━━━━━ Verilen bilgiler

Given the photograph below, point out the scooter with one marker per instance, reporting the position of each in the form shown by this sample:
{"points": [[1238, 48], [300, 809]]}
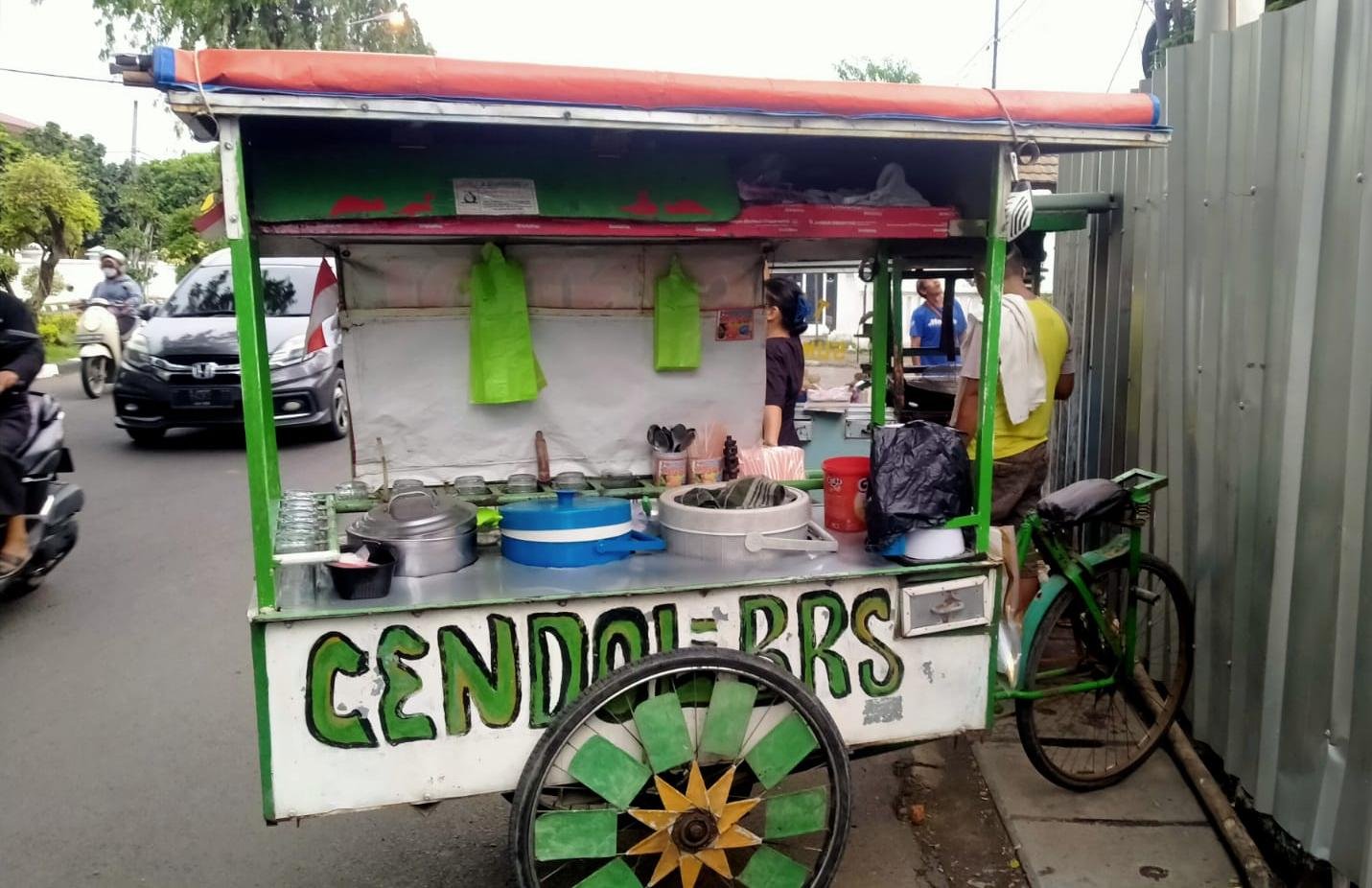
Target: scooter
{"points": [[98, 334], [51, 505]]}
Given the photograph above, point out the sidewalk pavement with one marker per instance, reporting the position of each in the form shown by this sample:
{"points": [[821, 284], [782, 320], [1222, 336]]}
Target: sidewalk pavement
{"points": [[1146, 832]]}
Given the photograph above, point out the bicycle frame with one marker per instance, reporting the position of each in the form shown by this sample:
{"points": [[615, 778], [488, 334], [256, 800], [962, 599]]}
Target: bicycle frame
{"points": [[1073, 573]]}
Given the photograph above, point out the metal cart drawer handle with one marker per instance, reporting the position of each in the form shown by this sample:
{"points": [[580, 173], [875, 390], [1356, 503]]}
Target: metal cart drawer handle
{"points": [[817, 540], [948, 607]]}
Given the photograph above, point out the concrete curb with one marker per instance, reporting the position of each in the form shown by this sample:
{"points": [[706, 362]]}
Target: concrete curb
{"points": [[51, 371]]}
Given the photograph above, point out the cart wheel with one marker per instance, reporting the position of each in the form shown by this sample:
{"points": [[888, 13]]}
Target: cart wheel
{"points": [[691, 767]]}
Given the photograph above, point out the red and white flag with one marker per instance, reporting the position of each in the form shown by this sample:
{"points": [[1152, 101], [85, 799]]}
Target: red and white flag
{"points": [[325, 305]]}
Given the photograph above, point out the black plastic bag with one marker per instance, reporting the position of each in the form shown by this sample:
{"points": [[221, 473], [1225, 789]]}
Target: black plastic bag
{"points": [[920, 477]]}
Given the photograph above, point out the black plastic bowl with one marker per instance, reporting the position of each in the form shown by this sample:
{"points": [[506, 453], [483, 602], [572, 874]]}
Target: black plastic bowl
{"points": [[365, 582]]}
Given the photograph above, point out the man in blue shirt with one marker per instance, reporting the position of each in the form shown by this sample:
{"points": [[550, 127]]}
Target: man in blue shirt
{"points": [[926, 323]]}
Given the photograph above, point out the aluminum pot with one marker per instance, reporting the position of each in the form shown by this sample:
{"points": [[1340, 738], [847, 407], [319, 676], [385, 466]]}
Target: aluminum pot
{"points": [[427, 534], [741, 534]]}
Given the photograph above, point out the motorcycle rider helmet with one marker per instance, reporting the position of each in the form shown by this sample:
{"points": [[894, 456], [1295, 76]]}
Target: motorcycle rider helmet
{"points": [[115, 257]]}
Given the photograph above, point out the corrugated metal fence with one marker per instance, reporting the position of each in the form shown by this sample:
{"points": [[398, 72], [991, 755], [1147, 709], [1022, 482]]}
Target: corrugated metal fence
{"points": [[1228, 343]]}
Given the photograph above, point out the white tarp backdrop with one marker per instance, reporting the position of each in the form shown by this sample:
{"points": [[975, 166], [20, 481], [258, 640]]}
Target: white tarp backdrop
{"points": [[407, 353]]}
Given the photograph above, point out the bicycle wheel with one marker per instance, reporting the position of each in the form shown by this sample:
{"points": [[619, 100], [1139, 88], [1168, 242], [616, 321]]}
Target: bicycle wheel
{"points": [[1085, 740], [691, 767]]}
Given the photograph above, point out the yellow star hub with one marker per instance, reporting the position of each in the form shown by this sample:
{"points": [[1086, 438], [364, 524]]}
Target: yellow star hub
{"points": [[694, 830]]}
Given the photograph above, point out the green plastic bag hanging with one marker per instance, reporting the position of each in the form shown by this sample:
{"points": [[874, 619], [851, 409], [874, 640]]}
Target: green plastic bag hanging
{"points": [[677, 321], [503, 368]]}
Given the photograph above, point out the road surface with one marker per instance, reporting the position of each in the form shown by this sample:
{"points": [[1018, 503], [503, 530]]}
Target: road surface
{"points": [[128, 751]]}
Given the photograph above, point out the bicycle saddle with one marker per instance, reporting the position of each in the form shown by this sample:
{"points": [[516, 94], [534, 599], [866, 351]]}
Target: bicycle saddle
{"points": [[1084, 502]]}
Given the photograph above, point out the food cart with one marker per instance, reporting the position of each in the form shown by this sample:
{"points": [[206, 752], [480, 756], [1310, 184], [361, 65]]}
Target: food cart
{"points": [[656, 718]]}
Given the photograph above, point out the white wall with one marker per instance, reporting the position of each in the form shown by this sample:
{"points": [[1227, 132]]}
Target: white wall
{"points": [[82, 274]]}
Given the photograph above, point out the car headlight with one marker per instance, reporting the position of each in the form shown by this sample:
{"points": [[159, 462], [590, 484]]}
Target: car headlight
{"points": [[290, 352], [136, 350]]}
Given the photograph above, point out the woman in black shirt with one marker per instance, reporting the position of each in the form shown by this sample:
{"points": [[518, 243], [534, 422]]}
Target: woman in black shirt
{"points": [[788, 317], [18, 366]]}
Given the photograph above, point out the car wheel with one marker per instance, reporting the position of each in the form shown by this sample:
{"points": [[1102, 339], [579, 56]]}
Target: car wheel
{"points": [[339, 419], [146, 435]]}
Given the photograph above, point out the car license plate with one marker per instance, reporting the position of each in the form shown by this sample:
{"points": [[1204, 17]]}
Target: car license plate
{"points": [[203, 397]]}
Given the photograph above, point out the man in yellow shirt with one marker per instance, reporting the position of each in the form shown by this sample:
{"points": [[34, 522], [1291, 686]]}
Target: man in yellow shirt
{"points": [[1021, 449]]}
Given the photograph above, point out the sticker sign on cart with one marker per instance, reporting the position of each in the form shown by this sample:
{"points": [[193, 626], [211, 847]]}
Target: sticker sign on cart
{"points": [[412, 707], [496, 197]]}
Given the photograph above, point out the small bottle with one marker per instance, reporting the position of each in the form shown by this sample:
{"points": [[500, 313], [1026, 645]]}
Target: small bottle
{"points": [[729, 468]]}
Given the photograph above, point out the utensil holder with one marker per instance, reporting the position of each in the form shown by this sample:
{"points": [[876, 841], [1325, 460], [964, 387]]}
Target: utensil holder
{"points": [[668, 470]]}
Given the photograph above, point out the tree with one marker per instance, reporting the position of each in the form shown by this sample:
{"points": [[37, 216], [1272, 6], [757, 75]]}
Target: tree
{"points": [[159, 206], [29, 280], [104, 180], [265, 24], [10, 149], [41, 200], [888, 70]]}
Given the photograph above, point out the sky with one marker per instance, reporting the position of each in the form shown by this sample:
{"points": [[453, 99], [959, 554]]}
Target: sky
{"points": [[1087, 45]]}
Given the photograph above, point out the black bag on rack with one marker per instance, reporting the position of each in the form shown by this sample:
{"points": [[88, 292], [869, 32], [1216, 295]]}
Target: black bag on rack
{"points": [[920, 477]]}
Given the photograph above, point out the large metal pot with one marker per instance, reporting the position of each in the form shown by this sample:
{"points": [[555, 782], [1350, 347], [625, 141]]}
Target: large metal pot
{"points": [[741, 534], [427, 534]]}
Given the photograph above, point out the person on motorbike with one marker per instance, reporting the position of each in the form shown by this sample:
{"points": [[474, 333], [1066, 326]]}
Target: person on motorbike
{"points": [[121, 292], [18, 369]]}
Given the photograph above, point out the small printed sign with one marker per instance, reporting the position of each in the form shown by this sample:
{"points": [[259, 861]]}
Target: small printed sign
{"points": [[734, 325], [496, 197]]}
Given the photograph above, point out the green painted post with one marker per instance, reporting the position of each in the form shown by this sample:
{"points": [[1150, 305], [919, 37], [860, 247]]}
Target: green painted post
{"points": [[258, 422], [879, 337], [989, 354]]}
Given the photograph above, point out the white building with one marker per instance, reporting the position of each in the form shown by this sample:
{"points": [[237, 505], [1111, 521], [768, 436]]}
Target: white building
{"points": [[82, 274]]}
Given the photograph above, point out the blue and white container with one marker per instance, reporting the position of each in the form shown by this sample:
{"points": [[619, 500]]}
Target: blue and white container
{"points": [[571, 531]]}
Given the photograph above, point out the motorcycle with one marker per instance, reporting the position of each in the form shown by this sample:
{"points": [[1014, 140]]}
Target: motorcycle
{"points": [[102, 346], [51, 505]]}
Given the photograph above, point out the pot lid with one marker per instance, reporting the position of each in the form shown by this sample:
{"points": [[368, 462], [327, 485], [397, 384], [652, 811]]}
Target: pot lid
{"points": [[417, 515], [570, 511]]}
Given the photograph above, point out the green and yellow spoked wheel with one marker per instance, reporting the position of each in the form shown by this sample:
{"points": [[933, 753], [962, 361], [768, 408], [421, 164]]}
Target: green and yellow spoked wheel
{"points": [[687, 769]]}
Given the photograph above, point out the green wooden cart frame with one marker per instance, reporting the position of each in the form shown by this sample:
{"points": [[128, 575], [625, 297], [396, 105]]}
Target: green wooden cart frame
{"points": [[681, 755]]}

━━━━━━━━━━
━━━━━ Verilen bilgiler

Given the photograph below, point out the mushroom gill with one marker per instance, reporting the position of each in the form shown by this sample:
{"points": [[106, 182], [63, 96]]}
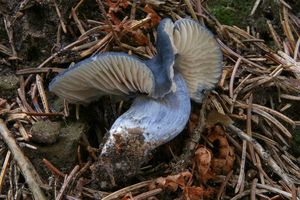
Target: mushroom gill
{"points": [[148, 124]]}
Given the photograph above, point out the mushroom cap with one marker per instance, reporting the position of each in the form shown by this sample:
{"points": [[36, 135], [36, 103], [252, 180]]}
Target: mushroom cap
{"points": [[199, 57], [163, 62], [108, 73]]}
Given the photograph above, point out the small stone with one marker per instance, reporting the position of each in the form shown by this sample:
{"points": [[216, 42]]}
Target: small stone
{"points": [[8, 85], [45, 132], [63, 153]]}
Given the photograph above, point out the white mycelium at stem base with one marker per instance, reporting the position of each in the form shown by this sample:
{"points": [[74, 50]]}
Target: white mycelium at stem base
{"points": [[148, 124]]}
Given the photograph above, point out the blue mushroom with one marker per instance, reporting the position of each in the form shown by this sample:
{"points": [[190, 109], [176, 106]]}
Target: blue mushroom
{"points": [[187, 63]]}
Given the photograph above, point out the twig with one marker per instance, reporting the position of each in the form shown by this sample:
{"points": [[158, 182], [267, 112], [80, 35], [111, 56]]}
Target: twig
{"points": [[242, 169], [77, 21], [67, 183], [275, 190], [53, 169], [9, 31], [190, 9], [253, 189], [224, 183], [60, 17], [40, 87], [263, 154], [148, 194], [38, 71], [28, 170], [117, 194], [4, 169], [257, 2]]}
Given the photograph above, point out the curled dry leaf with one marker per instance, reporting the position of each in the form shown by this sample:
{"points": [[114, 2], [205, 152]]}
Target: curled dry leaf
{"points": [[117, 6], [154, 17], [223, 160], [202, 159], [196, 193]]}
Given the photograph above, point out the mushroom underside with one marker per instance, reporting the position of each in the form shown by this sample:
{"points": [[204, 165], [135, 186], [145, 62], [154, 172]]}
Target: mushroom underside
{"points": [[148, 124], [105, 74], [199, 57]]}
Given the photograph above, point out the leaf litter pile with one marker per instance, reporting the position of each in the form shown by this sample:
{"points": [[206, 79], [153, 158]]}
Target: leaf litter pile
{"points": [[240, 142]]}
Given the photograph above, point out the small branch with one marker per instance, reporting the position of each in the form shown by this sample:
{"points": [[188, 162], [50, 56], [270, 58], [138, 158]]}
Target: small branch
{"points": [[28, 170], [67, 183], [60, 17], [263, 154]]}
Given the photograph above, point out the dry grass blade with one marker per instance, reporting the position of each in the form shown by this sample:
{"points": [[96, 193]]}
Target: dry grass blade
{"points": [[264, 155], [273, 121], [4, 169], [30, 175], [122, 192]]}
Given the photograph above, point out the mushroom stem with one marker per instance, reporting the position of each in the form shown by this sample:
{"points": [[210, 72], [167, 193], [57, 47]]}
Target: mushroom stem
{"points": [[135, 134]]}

━━━━━━━━━━

- **Amaç**: Yukarıdaki girdilerde "stone" sözcüğünü barındıran bütün satırları hiçbir değişiklik yapmadan aktarın.

- **Yanıt**:
Given the photograph above, point out the small stone with one marker per instance, reporting the position of each in the form shown by this sample:
Target: small stone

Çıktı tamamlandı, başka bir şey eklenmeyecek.